What you should do: Transcribe every record below word for word.

(Available data begins)

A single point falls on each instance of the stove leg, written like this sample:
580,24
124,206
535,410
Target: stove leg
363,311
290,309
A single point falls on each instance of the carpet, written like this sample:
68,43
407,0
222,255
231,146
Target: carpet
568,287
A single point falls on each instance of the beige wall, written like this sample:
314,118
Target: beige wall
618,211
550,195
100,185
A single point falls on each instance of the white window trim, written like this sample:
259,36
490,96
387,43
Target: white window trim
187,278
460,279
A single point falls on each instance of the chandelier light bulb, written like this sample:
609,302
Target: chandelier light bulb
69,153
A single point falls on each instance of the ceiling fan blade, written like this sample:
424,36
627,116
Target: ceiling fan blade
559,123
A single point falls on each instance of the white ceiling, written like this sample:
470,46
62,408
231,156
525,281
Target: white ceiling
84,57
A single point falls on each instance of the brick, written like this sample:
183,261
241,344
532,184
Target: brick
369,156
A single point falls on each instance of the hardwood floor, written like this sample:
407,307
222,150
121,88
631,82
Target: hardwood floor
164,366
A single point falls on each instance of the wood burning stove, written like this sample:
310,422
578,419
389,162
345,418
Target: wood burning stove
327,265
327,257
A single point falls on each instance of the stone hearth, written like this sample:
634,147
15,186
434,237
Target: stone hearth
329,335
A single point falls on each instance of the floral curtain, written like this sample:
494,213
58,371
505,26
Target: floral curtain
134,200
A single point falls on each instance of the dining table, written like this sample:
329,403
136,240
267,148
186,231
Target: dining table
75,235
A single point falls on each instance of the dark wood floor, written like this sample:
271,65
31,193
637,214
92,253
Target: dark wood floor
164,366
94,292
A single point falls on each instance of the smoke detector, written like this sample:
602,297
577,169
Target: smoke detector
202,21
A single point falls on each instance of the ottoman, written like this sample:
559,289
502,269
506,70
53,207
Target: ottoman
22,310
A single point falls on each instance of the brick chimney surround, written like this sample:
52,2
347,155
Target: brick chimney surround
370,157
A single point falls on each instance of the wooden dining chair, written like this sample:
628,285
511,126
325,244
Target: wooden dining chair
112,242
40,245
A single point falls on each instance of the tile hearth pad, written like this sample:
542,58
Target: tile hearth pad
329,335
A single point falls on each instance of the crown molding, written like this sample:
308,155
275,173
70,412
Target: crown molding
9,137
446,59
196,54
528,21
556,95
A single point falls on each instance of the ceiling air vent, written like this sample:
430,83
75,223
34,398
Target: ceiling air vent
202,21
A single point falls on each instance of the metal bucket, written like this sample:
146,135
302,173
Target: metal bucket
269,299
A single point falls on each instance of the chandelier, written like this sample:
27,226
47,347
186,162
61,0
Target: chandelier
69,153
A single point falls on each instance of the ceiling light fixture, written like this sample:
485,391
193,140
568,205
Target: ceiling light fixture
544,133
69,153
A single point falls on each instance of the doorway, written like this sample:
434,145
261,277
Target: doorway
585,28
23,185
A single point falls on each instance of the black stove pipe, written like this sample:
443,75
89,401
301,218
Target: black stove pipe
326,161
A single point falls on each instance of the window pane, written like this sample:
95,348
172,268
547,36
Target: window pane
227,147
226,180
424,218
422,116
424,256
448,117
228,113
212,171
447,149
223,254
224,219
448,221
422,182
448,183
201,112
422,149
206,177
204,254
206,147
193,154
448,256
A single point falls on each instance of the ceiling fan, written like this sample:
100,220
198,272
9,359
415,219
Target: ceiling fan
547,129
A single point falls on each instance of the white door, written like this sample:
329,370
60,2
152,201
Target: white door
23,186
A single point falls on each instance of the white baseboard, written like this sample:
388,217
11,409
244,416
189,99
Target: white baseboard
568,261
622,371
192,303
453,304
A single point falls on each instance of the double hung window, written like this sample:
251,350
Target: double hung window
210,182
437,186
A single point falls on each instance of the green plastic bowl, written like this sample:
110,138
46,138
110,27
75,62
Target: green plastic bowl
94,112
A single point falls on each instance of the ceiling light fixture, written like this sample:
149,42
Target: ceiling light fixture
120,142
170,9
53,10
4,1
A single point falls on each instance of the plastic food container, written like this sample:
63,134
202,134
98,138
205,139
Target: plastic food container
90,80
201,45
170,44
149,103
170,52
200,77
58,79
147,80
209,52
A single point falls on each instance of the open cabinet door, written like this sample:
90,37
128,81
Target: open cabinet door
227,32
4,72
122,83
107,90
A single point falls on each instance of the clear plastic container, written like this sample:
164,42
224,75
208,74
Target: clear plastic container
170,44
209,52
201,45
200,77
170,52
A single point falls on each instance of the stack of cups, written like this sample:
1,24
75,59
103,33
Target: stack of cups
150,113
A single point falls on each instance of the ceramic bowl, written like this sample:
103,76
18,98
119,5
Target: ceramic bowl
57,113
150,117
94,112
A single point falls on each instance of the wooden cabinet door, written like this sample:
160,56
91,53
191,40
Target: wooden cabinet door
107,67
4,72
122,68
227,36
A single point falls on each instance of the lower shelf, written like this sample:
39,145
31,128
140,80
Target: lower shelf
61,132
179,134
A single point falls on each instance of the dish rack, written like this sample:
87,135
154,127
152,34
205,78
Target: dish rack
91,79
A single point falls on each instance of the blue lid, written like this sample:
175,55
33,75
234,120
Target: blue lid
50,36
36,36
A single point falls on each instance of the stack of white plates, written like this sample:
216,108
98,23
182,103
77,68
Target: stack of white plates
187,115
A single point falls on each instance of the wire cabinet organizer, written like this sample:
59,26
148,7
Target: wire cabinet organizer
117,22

(Available data ends)

Solution to the problem:
A single point falls on each instance of the stove leg, written like this sample:
580,24
124,206
535,410
Target: stove leg
363,311
290,309
A single point falls on each instance of the carpet, written like this sample:
68,43
407,0
222,255
231,146
Target: carpet
568,287
A single point falls on each instance of the beige wall, written like this sample:
314,118
Target: beige wall
618,211
550,195
100,185
A single point falls on each instance of the white window trim, written like this sample:
259,36
490,96
387,43
Target: white window trim
187,278
460,279
A single point falls on each instance of the chandelier light bulb, written like this sample:
609,302
Target: chandelier light bulb
69,153
A single point falls on each instance of the ceiling fan blade, written like this sample:
424,36
627,116
Target: ceiling fan blade
559,123
A single point falls on each instance of the white ceiling, written like this sample:
470,46
62,408
231,156
525,281
Target: white ceiling
84,57
A single point falls on each instance of the brick, written like this sample:
183,261
241,344
532,184
Target: brick
369,156
A single point falls on each instance of the hardwood floor, written like this sample:
407,307
222,150
121,88
631,82
Target: hardwood floor
164,366
A single point falls on each instance of the wood burning stove, written like this sample:
310,422
578,419
389,162
345,418
Target: wood burning stove
327,265
327,257
A single point falls on each instance of the stone hearth, written like this sample:
634,147
15,186
434,237
Target: stone hearth
329,335
A single point falls on each instance of the floral curtain, written like this sample:
494,213
58,371
505,26
Target: floral curtain
134,200
A single point falls on each instance of the dining table, written like this sample:
329,403
136,240
267,148
186,231
Target: dining table
75,235
A single point falls on each instance of the dark wood floor, written like this sample:
271,65
31,193
637,214
92,253
Target: dark wood floor
164,366
94,292
A single point falls on each instance of the smoke detector, written like this sample:
602,297
577,169
Target: smoke detector
202,21
A single point falls on each instance of the ottoman, written like this sample:
559,289
502,269
506,70
53,207
Target: ottoman
22,310
A single point falls on each instance of the brick chimney surround, written like this sample:
52,2
347,155
Target: brick chimney surround
370,157
A single point falls on each instance of the wooden dining chair, written like this sample:
628,285
511,126
325,244
Target: wooden dining chair
112,242
40,245
A single point falls on each instance of the tile hearth pad, written like this sample:
542,58
Target: tile hearth pad
329,335
A single point falls on each instance of the crown molding, written like this sample:
308,155
275,173
70,412
Target: crown molding
9,137
446,59
196,54
528,21
556,95
A single point falls on each instance of the ceiling air vent, written like this sample:
430,83
75,223
34,398
Target: ceiling air vent
202,21
A single point falls on each instance of the metal bucket, written like this sample:
146,135
302,173
Target: metal bucket
269,299
A single point falls on each instance of the chandelier, written like this sample:
27,226
47,347
186,162
61,0
Target: chandelier
69,153
A single point falls on each instance of the ceiling light fixture, written like this sample:
485,391
193,140
568,205
Target: ceiling light fixture
544,133
69,153
A single point falls on each instance of the doorway, written like this sample:
434,145
261,277
Target: doorway
585,28
23,185
A single point falls on each instance of the black stove pipe, written like this sample:
443,75
89,401
301,218
Target: black stove pipe
326,161
A single point falls on each instance of the window pane, written like this sample:
95,348
172,268
547,36
Target: window pane
227,147
226,180
424,218
422,116
424,256
448,117
228,113
212,171
447,149
223,254
224,219
448,221
422,182
448,183
201,112
422,149
206,177
204,254
206,147
193,154
448,256
A single point falls on each instance of the ceiling fan, written like this sample:
100,220
198,272
9,359
415,219
Target: ceiling fan
547,129
A single point falls on each instance of the white door, written like this sample:
329,370
60,2
152,201
Target: white door
23,186
A single point falls on each instance of the white baseboard, written like this sample:
388,217
11,409
244,416
189,99
Target: white baseboard
568,261
622,371
192,303
453,304
A single point falls on each instance of the double hung window, written like this sample:
251,350
Target: double hung window
210,182
437,186
A single point falls on each instance of the green plastic bowl, written like this sample:
110,138
46,138
110,27
75,62
Target: green plastic bowl
94,112
A single point falls on each instance of the ceiling light fixture, written like this sample:
149,42
Target: ceiling light fixture
120,142
170,9
53,10
4,1
A single point falls on each instance of the plastic food container, written like this sample:
63,134
202,134
98,138
205,139
Target: plastic food container
90,80
201,45
170,44
149,103
170,52
200,77
58,79
147,80
209,52
A single point falls on each instance of the open cabinet door, written like this sample:
90,37
128,81
Target: open cabinet door
227,32
4,72
122,83
107,90
A single point falls on each instance of the clear plastic container, written like this sample:
164,42
224,75
208,74
Target: clear plastic container
170,44
209,52
201,45
200,77
170,52
A single point falls on each instance of the stack of cups, written like this sample:
1,24
75,59
103,33
Target: stack of cups
150,113
A single point falls on each instance of the ceramic bowl, written like this sample:
103,76
18,98
119,5
Target: ceramic bowl
57,113
150,117
94,112
A single point falls on each instance of the wooden cabinet door, written like this sample:
160,56
91,53
191,40
Target: wooden cabinet door
107,67
4,72
122,68
227,36
A single point falls on each instance of the lower shelf, written like this sample:
39,145
31,128
140,80
Target: lower shelf
61,132
179,134
A single point falls on each instance of the dish rack, written like this sample:
87,135
154,127
152,34
205,78
Target: dish rack
91,79
A single point falls on each instance of the blue lid, written like this sample:
175,55
33,75
234,120
Target: blue lid
50,36
36,36
A single point falls on each instance of the stack of white plates, written like this sample:
216,108
98,23
182,103
77,68
Target: stack of white plates
187,115
A single point falls on each instance of the wire cabinet organizer, written like this sample:
59,26
148,7
Target: wire cabinet organizer
117,22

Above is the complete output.